* PROVIDED DATA *

+ + + + +

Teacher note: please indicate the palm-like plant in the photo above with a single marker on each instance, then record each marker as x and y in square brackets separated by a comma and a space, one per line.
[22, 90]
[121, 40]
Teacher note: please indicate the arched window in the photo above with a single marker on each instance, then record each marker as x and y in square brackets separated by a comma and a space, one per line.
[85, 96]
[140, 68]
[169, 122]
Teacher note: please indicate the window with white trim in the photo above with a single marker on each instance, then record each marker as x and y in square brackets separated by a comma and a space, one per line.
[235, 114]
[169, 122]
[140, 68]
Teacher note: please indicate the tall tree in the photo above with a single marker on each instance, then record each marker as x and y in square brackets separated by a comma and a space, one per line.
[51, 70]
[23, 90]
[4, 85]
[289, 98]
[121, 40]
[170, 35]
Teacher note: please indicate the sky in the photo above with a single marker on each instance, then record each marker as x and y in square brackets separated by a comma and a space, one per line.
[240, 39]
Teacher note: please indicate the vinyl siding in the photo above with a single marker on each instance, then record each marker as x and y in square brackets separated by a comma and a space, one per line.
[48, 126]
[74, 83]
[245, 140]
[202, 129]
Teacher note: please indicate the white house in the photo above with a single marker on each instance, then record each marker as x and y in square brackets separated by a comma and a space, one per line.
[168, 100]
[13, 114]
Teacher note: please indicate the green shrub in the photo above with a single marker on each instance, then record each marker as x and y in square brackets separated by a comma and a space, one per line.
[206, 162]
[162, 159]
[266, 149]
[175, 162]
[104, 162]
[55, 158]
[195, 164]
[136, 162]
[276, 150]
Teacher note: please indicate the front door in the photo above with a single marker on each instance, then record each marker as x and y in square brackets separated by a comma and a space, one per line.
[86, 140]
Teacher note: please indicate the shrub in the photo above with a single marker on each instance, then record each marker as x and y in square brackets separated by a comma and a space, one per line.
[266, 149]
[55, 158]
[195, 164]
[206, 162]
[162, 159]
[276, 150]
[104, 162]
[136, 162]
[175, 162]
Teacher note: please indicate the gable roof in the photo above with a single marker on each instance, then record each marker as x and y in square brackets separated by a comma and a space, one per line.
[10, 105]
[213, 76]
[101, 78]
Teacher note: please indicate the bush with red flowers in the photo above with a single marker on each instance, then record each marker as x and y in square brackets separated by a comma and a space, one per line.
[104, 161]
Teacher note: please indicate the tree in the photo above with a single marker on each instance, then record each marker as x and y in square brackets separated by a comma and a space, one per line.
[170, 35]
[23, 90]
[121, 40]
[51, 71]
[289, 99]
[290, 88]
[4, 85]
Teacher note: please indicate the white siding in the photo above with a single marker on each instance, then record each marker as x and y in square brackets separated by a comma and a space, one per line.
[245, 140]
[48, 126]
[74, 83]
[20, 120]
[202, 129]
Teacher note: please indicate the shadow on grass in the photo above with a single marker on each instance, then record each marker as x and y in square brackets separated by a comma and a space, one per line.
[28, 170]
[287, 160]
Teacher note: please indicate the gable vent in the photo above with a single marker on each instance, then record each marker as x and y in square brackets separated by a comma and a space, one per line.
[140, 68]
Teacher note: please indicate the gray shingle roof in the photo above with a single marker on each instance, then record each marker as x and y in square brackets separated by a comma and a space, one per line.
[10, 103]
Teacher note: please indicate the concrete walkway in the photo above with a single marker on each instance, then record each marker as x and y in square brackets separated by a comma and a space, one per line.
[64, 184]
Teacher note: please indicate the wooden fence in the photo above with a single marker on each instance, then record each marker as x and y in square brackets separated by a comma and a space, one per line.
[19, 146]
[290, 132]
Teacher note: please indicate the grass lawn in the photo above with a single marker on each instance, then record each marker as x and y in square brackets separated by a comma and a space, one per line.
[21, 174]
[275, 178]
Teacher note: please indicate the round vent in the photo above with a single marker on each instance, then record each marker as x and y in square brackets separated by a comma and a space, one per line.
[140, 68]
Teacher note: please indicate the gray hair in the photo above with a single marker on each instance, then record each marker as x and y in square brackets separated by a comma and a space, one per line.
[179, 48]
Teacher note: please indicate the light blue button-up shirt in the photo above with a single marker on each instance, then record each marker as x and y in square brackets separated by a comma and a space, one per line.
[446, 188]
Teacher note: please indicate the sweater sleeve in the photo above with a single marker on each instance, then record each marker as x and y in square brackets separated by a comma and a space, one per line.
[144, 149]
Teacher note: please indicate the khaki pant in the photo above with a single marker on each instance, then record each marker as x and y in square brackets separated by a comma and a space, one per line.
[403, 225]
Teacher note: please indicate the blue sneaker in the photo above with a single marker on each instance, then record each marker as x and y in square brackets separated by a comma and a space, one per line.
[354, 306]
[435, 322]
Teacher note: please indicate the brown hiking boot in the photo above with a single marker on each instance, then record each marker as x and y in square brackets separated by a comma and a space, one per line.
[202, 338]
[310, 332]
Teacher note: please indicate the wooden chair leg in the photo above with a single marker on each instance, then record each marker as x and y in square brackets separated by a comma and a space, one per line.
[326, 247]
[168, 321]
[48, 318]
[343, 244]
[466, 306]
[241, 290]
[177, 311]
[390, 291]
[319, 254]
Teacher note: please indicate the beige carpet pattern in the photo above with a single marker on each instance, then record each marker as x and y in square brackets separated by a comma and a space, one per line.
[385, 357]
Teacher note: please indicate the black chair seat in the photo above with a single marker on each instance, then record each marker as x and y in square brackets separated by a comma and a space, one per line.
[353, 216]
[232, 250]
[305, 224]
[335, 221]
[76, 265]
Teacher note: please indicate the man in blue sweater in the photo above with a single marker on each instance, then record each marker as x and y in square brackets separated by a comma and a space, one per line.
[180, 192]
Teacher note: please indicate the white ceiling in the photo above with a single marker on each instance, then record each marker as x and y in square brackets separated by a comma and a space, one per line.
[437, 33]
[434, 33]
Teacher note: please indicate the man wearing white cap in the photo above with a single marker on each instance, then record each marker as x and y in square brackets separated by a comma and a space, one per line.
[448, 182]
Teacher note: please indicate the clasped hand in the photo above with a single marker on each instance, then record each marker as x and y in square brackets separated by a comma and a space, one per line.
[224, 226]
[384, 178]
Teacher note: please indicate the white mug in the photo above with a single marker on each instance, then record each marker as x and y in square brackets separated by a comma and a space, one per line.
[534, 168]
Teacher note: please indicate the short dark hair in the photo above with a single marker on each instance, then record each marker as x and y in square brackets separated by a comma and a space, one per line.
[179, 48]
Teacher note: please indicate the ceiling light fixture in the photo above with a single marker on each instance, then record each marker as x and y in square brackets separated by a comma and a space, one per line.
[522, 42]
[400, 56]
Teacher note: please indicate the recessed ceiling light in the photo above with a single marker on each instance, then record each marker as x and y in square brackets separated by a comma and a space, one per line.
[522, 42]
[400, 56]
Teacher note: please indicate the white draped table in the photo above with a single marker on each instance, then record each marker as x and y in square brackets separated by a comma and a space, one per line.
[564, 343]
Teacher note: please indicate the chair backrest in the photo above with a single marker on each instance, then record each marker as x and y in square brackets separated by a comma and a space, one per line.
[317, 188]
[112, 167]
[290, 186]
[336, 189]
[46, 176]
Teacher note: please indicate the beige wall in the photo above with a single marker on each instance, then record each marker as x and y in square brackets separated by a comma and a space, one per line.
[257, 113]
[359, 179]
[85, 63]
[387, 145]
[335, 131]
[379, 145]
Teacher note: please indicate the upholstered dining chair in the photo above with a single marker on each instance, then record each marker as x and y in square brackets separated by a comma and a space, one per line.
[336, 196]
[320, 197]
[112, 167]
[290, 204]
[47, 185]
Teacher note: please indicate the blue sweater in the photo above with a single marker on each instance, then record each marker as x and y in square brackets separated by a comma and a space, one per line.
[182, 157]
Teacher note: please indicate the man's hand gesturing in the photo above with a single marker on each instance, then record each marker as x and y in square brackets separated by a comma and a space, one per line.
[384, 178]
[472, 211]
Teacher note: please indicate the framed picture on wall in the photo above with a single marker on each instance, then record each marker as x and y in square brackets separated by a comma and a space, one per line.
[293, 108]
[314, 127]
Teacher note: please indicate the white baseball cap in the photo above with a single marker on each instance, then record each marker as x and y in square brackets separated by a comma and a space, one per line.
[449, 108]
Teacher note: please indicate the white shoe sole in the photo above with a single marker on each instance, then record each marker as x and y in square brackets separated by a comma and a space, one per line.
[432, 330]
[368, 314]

+ + + + +

* INSTRUCTIONS TO FOLLOW *
Lay out the lines above as a JSON list of strings, one string for each line with blank lines left out, starting with the line that contains "Teacher note: please indicate the upholstered" and going on through the last line.

* ANSWER BELOW *
[
  "Teacher note: please indicate the upholstered dining chair in the photo above with a single marker on each instance, then record each marker as x and y in square brackets separated by a comma and a space, one per line.",
  "[336, 196]",
  "[320, 197]",
  "[112, 167]",
  "[290, 204]",
  "[47, 185]",
  "Teacher note: please indicate the blue sweater in the photo above with a single marker on each instance, then record each marker as x and y in square brackets separated by a comma and a space, one per line.",
  "[182, 157]",
  "Teacher note: please indicate the man's hand gesturing in the photo above with a single marker on each instance, then record each marker as x and y in square brackets separated by a comma and a space, one per line.",
  "[384, 178]",
  "[472, 211]",
  "Teacher note: please indicate the framed picture on wall in the photo above with a single marker on each instance, then record each marker as x and y in square brackets separated by a comma and a space, one per line.",
  "[293, 108]",
  "[314, 127]",
  "Teacher note: please indicate the white baseball cap in the photo above with a single marker on each instance, then record each marker as x and y in square brackets separated by a comma and a space, one per line.",
  "[449, 108]",
  "Teacher note: please indicate the white shoe sole in the photo above with a single marker on each instance, then record each marker as x and y in square brackets separated by a comma and a space, one per line.",
  "[432, 330]",
  "[368, 314]"
]